Can you write the next part of the passage on the Locust Creek House Complex, picking up after its final sentence?

→ Document passage:
##############################

Historic house in Vermont, United States

The Locust Creek House Complex is a historic former tavern turned farmstead at 4 Creek Road (Vermont Route 12) in Bethel, Vermont. Built in 1837 and enlarged in 1860, it is a rare surviving example of a rural tavern in the state, with an added complex of agriculture-related outbuildings following its transition to a new role. The property was listed on the National Register of Historic Places in 1982. It now houses residences.

==Description and history==
The Locust Creek House Complex stands on the east side of Vermont Route 12, just south of its junction with Vermont Route 107. It is a rambling complex of wood-frame structures, one or two stories in height, with most of them connected together. Stretching along the road are a five-bay I-house and a four-bay carriage barn with open ground-floor bays. Projecting from the rear of the I-house is a 1 1/2-story ell, while a barn is joined to the northeast corner of the carriage barn, and a gabled shed extends further north from the side of the barn. The southern sections of this structure have been covered in a modern metal roof, and adapted for residential use, with the open carriage barn bays used as vehicle parking.

##############################

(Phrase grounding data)
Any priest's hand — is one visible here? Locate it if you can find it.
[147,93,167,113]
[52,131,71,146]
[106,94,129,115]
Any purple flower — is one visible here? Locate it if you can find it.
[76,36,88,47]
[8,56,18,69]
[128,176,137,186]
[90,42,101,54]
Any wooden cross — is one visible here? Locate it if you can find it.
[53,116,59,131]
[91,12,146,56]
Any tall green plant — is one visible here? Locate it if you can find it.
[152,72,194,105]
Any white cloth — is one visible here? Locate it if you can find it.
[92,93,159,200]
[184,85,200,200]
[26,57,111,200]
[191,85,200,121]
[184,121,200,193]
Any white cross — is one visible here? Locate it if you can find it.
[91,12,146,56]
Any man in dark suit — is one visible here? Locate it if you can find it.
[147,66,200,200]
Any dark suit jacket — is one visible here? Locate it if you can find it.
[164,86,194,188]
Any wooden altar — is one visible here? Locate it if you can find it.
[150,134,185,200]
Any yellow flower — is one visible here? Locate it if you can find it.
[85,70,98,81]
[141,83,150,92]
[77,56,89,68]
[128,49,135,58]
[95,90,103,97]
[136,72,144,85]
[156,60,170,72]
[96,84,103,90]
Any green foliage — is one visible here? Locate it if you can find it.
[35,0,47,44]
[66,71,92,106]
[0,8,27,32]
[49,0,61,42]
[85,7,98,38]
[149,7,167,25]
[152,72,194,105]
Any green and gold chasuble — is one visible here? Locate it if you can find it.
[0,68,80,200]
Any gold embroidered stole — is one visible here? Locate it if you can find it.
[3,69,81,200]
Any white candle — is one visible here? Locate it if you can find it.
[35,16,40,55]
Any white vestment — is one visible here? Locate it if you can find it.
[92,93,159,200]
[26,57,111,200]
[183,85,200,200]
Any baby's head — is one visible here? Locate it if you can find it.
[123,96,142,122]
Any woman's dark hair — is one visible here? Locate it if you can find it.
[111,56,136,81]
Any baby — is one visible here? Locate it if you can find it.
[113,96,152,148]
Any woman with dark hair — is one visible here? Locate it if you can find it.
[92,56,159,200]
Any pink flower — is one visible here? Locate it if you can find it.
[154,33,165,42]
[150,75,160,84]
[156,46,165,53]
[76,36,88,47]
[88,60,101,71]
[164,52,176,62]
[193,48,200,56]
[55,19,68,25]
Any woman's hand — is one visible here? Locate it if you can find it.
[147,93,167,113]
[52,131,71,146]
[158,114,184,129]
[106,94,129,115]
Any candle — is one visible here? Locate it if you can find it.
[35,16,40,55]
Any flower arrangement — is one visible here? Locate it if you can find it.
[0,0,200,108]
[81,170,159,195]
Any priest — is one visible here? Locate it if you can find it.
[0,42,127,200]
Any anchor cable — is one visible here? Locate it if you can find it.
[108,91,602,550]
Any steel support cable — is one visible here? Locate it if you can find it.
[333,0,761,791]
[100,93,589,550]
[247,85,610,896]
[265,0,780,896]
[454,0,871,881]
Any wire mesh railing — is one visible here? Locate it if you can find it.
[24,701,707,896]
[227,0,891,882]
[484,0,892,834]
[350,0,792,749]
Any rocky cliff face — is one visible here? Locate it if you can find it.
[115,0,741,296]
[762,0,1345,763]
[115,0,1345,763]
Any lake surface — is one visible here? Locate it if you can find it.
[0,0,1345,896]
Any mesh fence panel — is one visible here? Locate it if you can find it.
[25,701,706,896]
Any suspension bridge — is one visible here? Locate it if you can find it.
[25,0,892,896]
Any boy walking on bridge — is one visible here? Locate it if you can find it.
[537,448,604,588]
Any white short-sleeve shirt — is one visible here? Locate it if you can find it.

##############################

→ Reply to the task:
The house is the oldest portion of the building, and was constructed as a tavern in 1837. It was apparently not very successful financially, going through a number of lessee and ownership changes in its early years. The carriage barn was added in 1860, also including a large ballroom with a sprung floor on the second floor. Then billed as a hotel, it became a favored local social venue for dances and other events. Because the railroad did not pass nearby, it eventually declined and closed permanently in 1899. For the first half of the 20th century it was the centerpiece of a small dairy farm.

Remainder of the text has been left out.